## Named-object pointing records

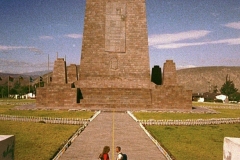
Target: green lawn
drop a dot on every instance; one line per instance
(48, 113)
(37, 141)
(194, 142)
(9, 110)
(225, 113)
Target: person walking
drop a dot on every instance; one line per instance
(104, 155)
(119, 153)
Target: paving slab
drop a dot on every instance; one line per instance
(113, 129)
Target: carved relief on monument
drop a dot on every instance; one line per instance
(115, 27)
(114, 64)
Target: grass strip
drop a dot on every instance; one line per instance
(194, 142)
(37, 141)
(224, 113)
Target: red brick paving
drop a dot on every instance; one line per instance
(127, 134)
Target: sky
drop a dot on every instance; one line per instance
(192, 33)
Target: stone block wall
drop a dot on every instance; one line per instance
(60, 96)
(72, 75)
(171, 98)
(169, 73)
(130, 62)
(118, 96)
(59, 72)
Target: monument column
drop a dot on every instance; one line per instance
(115, 43)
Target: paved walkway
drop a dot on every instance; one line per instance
(113, 129)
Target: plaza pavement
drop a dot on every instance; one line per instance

## Exercise
Switch every "Target" to "Object" throughout the records and write the lines out again with nothing else changed. Leave the pictures out of your answer.

## Task output
Object: green lawn
drop a dot on every instance; one line per instance
(48, 113)
(37, 141)
(194, 142)
(9, 110)
(225, 113)
Object: person walking
drop a dot on every instance; one line per instance
(104, 155)
(119, 153)
Object: paving slab
drop a dot on every instance; one line per instance
(113, 129)
Object: carved relief on monument
drop a dot on every instance; one line per instance
(115, 27)
(114, 64)
Object: grass strip
drop a dot on every instance; one line per instance
(194, 142)
(37, 141)
(224, 113)
Object: red brick paving
drop a dot on every instance; one line per instance
(127, 134)
Object: sky
drop a dot on every instance; one line per instance
(192, 33)
Object: stone block wall
drop a dot on every instance; one line per instance
(60, 96)
(72, 75)
(171, 98)
(169, 73)
(130, 62)
(118, 96)
(59, 72)
Object: monument column
drop a dot on every instance; one line per instance
(115, 43)
Object: paved walkway
drop a dot on every instance; one line per instance
(113, 129)
Object: plaza pavement
drop a dot on every instance; one line per instance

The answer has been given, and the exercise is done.